__Aim of the task__:
Starting at the line that contains "segment closet door panel" and ending at the line that contains "M 237 33 L 230", write out those lines of the listing below again, requests included. Multiply every outline coordinate in the answers by 2.4 and round each to a whole number, with halves going up.
- - - - - - -
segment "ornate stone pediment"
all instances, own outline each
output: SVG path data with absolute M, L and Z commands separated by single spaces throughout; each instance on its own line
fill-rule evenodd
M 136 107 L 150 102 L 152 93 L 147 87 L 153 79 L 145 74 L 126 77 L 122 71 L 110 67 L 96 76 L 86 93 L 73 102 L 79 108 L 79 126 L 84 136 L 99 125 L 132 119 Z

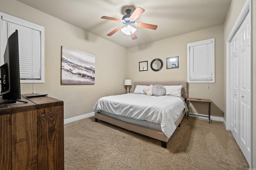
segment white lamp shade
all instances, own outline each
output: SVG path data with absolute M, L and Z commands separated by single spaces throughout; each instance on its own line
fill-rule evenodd
M 122 28 L 121 29 L 121 31 L 125 34 L 131 35 L 135 33 L 136 30 L 136 28 L 128 25 L 126 27 L 124 27 Z
M 132 80 L 124 80 L 124 85 L 127 86 L 130 86 L 132 85 Z

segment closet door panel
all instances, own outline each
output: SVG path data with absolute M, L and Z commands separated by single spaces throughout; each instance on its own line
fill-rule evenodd
M 239 146 L 247 161 L 250 154 L 251 59 L 250 17 L 248 15 L 239 29 L 240 58 Z
M 237 33 L 230 42 L 230 131 L 234 138 L 239 145 L 239 60 L 238 58 L 238 36 Z

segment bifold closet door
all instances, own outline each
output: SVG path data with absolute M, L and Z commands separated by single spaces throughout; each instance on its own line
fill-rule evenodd
M 230 131 L 250 162 L 250 19 L 247 15 L 230 42 Z M 250 163 L 249 163 L 250 164 Z
M 230 131 L 239 143 L 239 58 L 238 31 L 230 42 Z
M 250 16 L 247 15 L 239 29 L 239 147 L 249 160 L 250 154 L 251 48 Z

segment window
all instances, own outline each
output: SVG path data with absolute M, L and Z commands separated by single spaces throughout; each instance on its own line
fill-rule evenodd
M 215 39 L 188 43 L 188 82 L 214 83 Z
M 44 27 L 4 13 L 0 13 L 0 65 L 4 64 L 4 54 L 7 39 L 17 29 L 20 82 L 44 82 Z

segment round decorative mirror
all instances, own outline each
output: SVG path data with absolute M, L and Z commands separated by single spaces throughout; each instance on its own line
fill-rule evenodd
M 160 59 L 155 59 L 151 62 L 150 67 L 152 70 L 158 71 L 163 68 L 163 61 Z

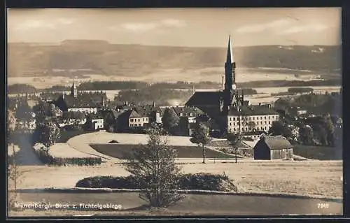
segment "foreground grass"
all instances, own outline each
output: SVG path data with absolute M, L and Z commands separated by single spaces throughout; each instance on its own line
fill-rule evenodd
M 131 144 L 90 144 L 90 145 L 100 153 L 121 159 L 130 156 L 132 149 L 140 146 Z M 202 148 L 198 146 L 172 145 L 172 147 L 176 150 L 178 158 L 202 158 L 203 157 Z M 216 159 L 234 157 L 209 148 L 206 149 L 206 157 Z
M 199 161 L 200 162 L 200 161 Z M 284 192 L 342 197 L 342 162 L 340 161 L 254 161 L 180 165 L 184 173 L 225 174 L 247 192 Z M 97 166 L 21 166 L 18 188 L 74 187 L 85 178 L 127 176 L 122 164 Z M 59 180 L 57 180 L 59 179 Z

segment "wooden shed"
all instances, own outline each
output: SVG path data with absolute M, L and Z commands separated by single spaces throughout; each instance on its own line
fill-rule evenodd
M 254 159 L 293 159 L 293 146 L 282 136 L 263 136 L 254 146 Z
- - - - - - -
__Exercise solution__:
segment closet door panel
all instances, own outline each
output: SVG path data with absolute M, L and Z commands separated by single spaces throughout; each instance on its own line
fill-rule evenodd
M 574 350 L 593 386 L 600 370 L 602 142 L 600 41 L 595 36 L 574 70 L 576 139 Z
M 569 79 L 552 101 L 552 314 L 562 331 L 574 348 L 574 144 L 571 139 L 571 86 Z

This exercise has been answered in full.